_What is required_
How would the passage about the book Origins continue? Write the next part, starting right after its last sentence.

_Passage provided_
In this companion volume to the two-part NOVA television special by the same title, astrophysicist Neil deGrasse Tyson and astronomy writer Donald Goldsmith attempt to cram 14 billion years of history into 300 pages. The result of this audacious exercise is a surprising and engrossing book, one that far surpasses the droning tone of so many astronomy texts. Starting (of course) with the Big Bang and ending with the search for extraterrestrial life, the authors synthesize the results of several scientific fields to present a sort of cosmological consilience. They also emphasize the scientific method and its inherent skepticism as the only way to understand such mysteries as dark matter, stellar formation, and the origin of life on Earth. Although several books are published each year that provide overviews of various branches of science, what's different about this one is the accessible tone of the writing. The authors use mild humor throughout to keep readers going in difficult sections; for instance, when assessing the question of why we live during the rare time when the amounts of dark and not-dark energy are roughly equal in the universe, they relate that cosmologist Michael Turner calls the situation the "'Nancy Kerrigan problem,' in honor of the Olympic figure skater, who asked... 'Why me? Why now?'" Combining 21st-century astronomy, astrobiology, astrochemistry, and other disciplines, Origins is a fine guidebook with which to journey "back to the beginning of everything." --Therese Littleton
"Distills complex science in clear and lively prose."—Scientific American Book Club
Origins explores cosmic science's stunning new insights into the formation and evolution of our universe—of the cosmos, of galaxies and galaxy clusters, of stars within galaxies, of planets that orbit those stars, and of different forms of life that take us back to the first three seconds and forward through three billion years of life on Earth to today's search for life on other planets.

_Given entries_
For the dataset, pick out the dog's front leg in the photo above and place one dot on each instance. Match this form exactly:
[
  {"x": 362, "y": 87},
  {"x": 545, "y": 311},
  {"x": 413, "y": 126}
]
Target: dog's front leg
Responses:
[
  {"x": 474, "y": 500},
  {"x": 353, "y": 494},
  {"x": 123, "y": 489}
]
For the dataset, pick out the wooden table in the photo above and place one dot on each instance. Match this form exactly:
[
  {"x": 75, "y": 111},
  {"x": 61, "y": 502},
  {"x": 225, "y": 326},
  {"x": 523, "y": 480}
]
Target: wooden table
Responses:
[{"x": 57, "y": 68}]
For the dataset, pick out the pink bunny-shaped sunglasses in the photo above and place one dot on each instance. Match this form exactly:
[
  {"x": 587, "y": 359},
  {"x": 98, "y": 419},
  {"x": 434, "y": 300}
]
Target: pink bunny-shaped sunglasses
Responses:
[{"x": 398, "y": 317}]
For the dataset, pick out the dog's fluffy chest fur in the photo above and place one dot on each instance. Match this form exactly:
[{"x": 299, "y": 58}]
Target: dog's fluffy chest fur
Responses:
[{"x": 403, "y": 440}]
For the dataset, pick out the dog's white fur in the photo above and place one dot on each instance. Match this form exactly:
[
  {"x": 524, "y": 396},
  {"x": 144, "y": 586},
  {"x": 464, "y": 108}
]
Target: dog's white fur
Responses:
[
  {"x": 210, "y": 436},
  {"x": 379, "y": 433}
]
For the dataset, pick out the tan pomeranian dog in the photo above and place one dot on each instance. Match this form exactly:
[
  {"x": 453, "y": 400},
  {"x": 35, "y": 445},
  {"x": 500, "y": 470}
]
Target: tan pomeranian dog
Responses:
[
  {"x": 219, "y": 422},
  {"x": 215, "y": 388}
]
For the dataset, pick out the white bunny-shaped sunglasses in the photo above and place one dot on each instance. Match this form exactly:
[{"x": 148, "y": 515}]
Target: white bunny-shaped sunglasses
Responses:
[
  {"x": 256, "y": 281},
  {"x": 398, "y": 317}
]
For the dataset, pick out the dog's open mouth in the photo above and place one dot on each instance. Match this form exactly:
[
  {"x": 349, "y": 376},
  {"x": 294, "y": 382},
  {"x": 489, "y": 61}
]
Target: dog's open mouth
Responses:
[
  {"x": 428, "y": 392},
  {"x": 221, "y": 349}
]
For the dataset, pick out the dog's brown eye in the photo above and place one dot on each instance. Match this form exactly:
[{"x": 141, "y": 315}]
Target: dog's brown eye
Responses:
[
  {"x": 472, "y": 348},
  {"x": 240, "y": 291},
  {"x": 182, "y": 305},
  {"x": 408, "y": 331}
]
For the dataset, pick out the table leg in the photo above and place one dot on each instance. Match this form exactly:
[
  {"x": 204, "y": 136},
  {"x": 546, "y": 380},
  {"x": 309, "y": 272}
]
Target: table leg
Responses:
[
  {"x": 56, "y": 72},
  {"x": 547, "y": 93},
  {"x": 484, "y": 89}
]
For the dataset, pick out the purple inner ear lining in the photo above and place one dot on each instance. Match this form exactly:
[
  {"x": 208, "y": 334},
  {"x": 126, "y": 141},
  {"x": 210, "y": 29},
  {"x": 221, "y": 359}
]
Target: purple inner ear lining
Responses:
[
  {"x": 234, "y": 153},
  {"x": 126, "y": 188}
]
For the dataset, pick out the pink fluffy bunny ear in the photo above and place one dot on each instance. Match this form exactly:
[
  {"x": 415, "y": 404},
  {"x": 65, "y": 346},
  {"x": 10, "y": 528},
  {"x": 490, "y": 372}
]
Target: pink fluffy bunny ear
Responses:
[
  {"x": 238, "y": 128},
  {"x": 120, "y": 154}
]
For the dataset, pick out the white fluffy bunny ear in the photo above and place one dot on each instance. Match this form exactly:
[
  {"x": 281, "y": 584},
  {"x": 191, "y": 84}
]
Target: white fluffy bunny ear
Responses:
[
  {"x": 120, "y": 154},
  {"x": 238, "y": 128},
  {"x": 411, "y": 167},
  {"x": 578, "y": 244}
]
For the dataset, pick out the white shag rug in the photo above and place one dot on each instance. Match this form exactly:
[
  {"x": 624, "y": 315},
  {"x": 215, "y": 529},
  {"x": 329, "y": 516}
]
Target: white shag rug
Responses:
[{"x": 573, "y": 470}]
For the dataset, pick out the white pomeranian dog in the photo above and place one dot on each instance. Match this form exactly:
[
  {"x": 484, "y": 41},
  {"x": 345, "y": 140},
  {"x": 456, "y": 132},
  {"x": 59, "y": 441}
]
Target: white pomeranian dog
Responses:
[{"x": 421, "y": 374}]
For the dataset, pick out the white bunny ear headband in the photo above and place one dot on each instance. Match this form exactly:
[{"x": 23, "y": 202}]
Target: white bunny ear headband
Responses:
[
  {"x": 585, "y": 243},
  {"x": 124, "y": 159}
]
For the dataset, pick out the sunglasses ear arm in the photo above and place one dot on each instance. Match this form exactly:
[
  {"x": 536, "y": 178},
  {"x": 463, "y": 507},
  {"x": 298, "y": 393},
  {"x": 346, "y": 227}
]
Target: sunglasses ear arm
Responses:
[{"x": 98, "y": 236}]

_Result of the task_
Drawing on the current cross-pollination of geology, biology, and astrophysics, Origins explains the thrilling daily breakthroughs in our knowledge of the universe from dark energy to life on Mars to the mysteries of space and time and makes "the astonishing astronomical discoveries of recent years come alive" (Michael D. Lemonick).
Distilling complex science in clear and lively prose, co-authors Neil deGrasse Tyson and Donald Goldsmith conduct a galvanizing tour of the cosmos revealing what the universe has been up to while turning part of itself into us. "The most informative, congenial and accessible general look at cosmology to come along since Carl Sagan's Cosmos 27 years ago," says Publishers Weekly. "The tone is informational, aimed at high clarity, and laced with giddy humor…general readers of every stripe will benefit from the authors' sophisticated, deeply knowledgeable presentation. If the casual book buyer purchases one science book this year, this should be the one." 32 pages of color illustrations.